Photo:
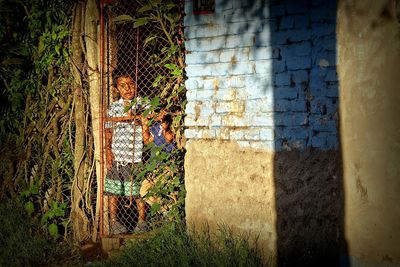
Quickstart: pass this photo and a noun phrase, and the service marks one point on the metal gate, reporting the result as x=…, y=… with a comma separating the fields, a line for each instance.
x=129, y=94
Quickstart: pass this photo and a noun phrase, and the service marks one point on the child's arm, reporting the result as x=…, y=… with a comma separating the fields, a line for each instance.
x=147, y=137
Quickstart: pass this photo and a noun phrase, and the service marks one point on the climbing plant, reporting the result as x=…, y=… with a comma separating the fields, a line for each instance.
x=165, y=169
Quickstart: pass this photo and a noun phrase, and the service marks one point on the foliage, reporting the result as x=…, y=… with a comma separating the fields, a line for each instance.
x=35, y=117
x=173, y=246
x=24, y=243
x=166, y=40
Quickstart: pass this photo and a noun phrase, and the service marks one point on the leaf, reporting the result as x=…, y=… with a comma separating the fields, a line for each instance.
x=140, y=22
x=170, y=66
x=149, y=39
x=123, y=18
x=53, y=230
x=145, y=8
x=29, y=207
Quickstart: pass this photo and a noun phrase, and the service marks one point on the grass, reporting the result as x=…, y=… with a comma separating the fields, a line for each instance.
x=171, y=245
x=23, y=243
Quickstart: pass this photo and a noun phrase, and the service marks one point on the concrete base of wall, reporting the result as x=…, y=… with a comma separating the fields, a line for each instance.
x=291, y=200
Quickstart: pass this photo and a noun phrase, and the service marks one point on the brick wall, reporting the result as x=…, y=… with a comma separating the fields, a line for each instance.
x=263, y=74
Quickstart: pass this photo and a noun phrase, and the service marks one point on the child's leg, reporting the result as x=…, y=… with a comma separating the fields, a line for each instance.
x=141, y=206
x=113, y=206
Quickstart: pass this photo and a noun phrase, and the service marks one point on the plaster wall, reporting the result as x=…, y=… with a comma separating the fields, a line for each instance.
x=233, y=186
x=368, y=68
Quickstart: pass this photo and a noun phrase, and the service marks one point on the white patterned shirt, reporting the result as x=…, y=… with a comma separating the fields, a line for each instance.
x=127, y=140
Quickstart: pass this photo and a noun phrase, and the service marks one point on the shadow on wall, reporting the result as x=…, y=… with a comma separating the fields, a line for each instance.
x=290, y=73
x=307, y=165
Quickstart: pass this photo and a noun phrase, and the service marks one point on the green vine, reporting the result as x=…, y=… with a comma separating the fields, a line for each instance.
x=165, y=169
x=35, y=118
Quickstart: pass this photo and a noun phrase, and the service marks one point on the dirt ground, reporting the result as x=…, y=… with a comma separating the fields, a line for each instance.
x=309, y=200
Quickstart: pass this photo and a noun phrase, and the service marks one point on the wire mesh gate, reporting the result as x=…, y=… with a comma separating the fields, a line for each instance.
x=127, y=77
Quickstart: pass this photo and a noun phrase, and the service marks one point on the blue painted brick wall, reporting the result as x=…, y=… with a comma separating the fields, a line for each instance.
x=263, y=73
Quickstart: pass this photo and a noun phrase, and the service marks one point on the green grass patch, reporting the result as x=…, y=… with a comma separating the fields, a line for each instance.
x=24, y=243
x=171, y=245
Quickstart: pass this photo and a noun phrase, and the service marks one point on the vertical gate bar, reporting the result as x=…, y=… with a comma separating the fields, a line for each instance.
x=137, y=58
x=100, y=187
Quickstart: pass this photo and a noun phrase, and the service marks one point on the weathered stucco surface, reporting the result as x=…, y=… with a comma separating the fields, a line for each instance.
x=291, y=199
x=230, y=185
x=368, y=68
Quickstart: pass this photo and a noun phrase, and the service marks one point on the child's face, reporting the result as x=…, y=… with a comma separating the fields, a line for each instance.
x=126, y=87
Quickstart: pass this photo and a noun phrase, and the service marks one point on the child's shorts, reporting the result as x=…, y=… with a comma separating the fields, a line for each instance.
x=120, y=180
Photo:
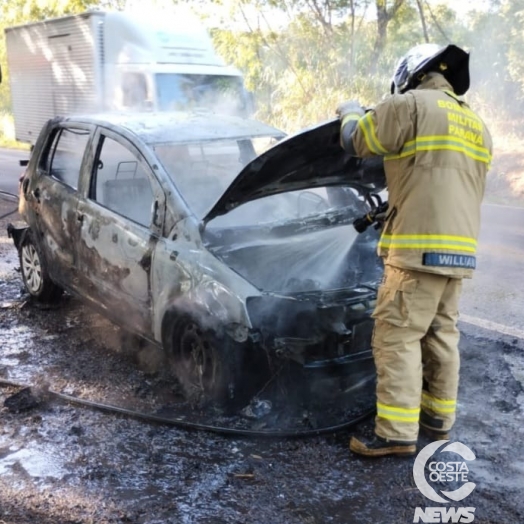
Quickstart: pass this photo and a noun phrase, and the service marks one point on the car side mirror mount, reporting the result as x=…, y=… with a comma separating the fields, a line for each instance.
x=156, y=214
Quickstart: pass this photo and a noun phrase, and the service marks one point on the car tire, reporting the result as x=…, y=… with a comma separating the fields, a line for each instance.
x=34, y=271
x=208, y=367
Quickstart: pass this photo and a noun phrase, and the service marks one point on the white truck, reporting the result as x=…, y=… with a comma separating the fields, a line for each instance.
──────
=== Exercise instructions ===
Everything from the line holding "car tire, reporting" through the final line of the material must be given again exactly, and nothing outside that stretch.

=== Task result ===
Quickstart: pass this photo and a noun phrase, and the service marks one point on the car tire, reporting the result as x=…, y=… with a comma separating the fields, a line for each instance.
x=34, y=271
x=208, y=367
Quickstart: pass this photo and a noun phrase, and the service marks one point on the white truck, reporting the result as x=…, y=… with a comma separating the fields, a line for each instance.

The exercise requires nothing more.